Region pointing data
>>

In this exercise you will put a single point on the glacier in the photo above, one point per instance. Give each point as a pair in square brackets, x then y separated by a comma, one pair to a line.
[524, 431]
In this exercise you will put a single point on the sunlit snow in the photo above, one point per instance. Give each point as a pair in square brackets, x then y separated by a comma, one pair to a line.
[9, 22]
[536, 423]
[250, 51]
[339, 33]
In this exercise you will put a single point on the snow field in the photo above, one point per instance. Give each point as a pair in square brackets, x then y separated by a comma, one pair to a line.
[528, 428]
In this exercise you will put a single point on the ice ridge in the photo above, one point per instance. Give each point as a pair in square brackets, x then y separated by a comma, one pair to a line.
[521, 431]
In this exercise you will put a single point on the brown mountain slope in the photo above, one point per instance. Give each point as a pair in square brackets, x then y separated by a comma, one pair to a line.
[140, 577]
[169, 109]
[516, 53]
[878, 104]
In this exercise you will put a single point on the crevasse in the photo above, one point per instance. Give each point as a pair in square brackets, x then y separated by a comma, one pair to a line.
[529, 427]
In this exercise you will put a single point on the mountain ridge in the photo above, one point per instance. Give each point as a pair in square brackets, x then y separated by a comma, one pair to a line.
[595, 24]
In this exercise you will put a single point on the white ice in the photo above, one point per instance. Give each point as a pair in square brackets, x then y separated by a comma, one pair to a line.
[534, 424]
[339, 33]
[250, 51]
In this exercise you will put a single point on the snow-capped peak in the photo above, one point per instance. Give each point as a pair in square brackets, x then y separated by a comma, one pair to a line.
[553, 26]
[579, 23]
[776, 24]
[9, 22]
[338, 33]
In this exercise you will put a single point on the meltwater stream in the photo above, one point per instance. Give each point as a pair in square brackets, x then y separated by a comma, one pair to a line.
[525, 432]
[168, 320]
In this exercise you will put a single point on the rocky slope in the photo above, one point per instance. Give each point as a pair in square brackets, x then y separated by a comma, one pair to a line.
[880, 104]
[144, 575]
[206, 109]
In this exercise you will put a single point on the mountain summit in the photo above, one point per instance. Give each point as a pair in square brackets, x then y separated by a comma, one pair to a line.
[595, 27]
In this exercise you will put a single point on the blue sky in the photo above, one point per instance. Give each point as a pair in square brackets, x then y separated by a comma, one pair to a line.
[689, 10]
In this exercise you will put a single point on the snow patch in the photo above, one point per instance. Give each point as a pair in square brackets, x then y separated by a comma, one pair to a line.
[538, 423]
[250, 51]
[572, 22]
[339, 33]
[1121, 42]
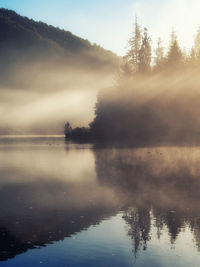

<<

Task item -> Please copy out each line above exactly as written, but not the pictures.

Exercise output ->
In this exercise you will put a single point on the glacier in the photo above, one point per instance. Give each point as a pair in square brackets, x then y separated by a comma, one pair to a line.
[524, 431]
In this exercise you will put a single point on the sunlit snow in the photo above, one point per instance. Give each point as a pair in square brackets, x then y separated by a comma, one pair to a line.
[9, 22]
[536, 423]
[250, 51]
[339, 33]
In this exercise you will put a single point on the snow field in the photo above, one point per instance. Give each point as a pair in square brackets, x then y separated by a comma, one pair to a line.
[528, 428]
In this exercise you will put a single point on the ice ridge in the photo above, one point per instance. Give each point as a pair in square brackets, x then y separated by a comma, one pair to a line.
[521, 431]
In this exercise you will put a single point on the brown mountain slope in the photo above, one point per instance. Give each point as a pair in square brackets, x then y separated by a comma, one pair to a line.
[140, 577]
[169, 109]
[516, 53]
[878, 104]
In this exercise you will put a single point on the crevasse in the photo above, one point per instance. Give each point as a pair in square brackets, x then y separated by a comma, one pair to a line.
[529, 427]
In this exercise you will put a single point on the mountain ridge in the photo above, one point per instance. Give each point as a pair in square brackets, x then y separated by a comma, one pair to a line.
[595, 24]
In this exercise you will put a single point on the white ice in the photo above, one point per instance. Give each point as a pair in square brackets, x then y separated by a comma, one pair to a line.
[534, 424]
[339, 33]
[250, 51]
In this exercise you will put a single point on the snow-capped peak in the photo above, one point per instance. Give each point as a pair in square brackets, x then y separated by a comma, one pair to a line.
[553, 26]
[579, 23]
[776, 24]
[9, 22]
[338, 33]
In this exercise you will put a single point on the meltwater stream in the photo above, one point per instance. Give each point as a pair in square brackets, x then y separated by a comma, one pair to a line.
[525, 432]
[168, 320]
In this exercise you will put a single point on the rocky slope in the photo above, one point per instance. Give each point as a pair in square brackets, x then y separated by a comma, one pair to a line.
[880, 104]
[144, 575]
[206, 109]
In this exercise you will put a single point on the mountain summit in the photo above, one point per instance. Give each point as a pair in square brackets, x then y separated by a comma, one pair to a line.
[595, 27]
In this exercise you will put a single point on the blue sky in the photo above, one point per instance. Give each point as a pair in square brackets, x then y separated by a comma, one pair to a line.
[689, 10]
In this exercise you will put a single point on the snow patch in the photo above, one point per instance. Give each point as a pair in square brackets, x then y separated by a comma, one pair to a line.
[538, 423]
[250, 51]
[572, 22]
[339, 33]
[1121, 42]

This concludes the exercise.